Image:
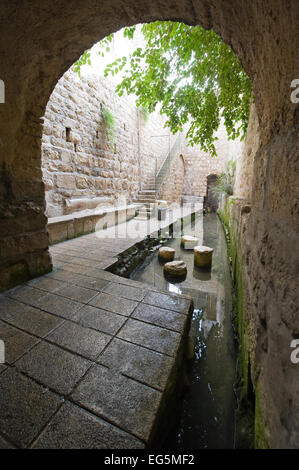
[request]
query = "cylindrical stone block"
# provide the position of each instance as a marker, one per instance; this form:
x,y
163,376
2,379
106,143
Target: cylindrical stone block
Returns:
x,y
188,242
166,253
203,256
175,268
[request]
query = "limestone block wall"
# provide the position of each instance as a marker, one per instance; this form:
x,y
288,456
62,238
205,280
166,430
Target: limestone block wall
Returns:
x,y
83,169
199,164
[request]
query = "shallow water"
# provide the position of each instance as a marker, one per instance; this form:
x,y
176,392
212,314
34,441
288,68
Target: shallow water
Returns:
x,y
206,416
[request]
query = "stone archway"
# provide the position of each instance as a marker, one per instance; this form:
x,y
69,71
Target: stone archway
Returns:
x,y
40,41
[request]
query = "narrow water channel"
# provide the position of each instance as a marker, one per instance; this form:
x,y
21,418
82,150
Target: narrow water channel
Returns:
x,y
207,410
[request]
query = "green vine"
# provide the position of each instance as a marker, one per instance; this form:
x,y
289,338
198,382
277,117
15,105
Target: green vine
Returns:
x,y
109,123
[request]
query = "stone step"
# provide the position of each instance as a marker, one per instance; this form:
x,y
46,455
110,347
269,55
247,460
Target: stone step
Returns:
x,y
144,197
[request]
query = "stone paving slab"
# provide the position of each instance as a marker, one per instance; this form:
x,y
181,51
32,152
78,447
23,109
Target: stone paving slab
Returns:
x,y
35,321
139,363
89,354
17,343
99,319
153,337
25,407
113,304
75,428
123,401
160,317
54,367
84,341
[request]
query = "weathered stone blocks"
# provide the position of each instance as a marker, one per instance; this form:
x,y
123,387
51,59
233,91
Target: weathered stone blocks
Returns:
x,y
175,268
166,253
203,256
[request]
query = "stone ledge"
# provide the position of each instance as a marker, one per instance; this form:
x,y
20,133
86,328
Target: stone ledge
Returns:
x,y
87,221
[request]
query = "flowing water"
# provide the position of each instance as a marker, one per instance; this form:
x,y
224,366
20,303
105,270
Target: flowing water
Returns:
x,y
207,411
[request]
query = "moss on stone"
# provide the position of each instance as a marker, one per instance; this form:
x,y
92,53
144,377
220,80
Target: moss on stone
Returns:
x,y
245,395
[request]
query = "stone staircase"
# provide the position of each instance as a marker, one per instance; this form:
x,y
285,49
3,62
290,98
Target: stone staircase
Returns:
x,y
146,199
147,196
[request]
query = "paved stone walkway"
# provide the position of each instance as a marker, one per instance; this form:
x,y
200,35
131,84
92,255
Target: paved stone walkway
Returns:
x,y
90,356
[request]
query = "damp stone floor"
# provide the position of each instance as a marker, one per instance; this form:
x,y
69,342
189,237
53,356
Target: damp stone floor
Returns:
x,y
88,355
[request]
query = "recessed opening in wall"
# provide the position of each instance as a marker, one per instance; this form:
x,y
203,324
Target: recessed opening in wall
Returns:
x,y
68,131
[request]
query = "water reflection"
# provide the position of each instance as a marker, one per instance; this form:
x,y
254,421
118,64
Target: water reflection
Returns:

◆ **PROMPT**: Reproduce every line of the material precisely, omitting its pictures.

◆ **ANSWER TO THIS EXERCISE**:
Image:
[request]
query = "cylindrical stone block"
# provide the position of each instance as a marker, one per instance; this form:
x,y
163,376
2,379
106,143
Target: cylindrical stone block
Returns:
x,y
188,242
166,253
203,256
175,268
[request]
query = "limestone block wall"
# provide the position of each instance as a marker, one per instance; this form:
x,y
288,456
62,238
205,280
166,430
Target: limestone block wall
Returns:
x,y
83,169
199,164
[request]
query = "shallow water"
# provide the position of each instance as a marker, one per instance; this form:
x,y
176,392
212,314
34,441
288,68
Target: shallow water
Returns:
x,y
206,416
[request]
query = "stone archway"
# provide the position of each instance as a marker, one per instance; this form:
x,y
69,71
Target: stone archway
Returns:
x,y
40,41
[request]
query = "narrow water channel"
# provide the position of each instance as a marker, one per instance; this form:
x,y
21,418
82,150
Target: narrow water channel
Returns:
x,y
207,410
[request]
query = "green vine"
# provide the position of each instance as a marker, one per instance; this form:
x,y
289,338
198,382
277,117
15,105
Target: green vine
Returns:
x,y
109,123
[request]
query = "stone step"
# provide the position of each instance as a marker, one per instance; this form:
x,y
46,455
110,347
269,55
247,460
Target: stone step
Returns:
x,y
144,197
[request]
query = "stone paving slab"
# provide the position of each instance as a marker, one per instance; this form:
x,y
181,51
32,152
78,447
23,109
Target: stone paving slab
Returns:
x,y
35,321
139,363
89,354
17,343
99,319
153,337
25,407
113,304
75,428
123,401
160,317
54,367
84,341
[request]
query = "weathered stone blocks"
# provide the position of each instance as a marker, one per instance; this form:
x,y
123,387
51,59
233,91
Target: weathered stone blocks
Returns:
x,y
175,268
166,253
203,256
[request]
query = "stone ledge"
# provide the position of each instance as a marker, one per instance; this form:
x,y
20,133
86,328
Target: stone ledge
Returns:
x,y
87,221
[request]
query = "flowing water"
# provide the position of each instance as a marker, one per instance; this form:
x,y
224,366
20,303
105,270
Target: flowing water
Returns:
x,y
207,411
[request]
query = "moss on stone"
# provide the position of each instance as a marker, one per instance; this form:
x,y
92,53
144,377
220,80
Target: moss on stone
Returns:
x,y
245,395
[request]
query = "stone staircase"
# provide the position of each instance as a marker, one per instance; this form:
x,y
285,49
3,62
290,98
Target: stone staircase
Returns:
x,y
146,199
147,196
[request]
query = "paved stone walkway"
# provide the position of each instance as a marker, one per instance; this form:
x,y
200,35
131,84
92,255
Target: paved stone walkway
Returns:
x,y
90,356
[request]
query = "damp stone floor"
# provide the position of each instance as a marker, one per instance; this form:
x,y
69,342
189,237
53,356
Target: damp stone floor
Returns:
x,y
88,355
[request]
query = "recessed opening in wall"
# provide the position of each instance as a marker, one per instance; this form:
x,y
203,324
Target: recessed opening in wall
Returns:
x,y
68,131
[request]
query = "water reflection"
# provide the position of each instance as a marker, one per instance; this form:
x,y
254,421
118,64
Target: water reflection
Returns:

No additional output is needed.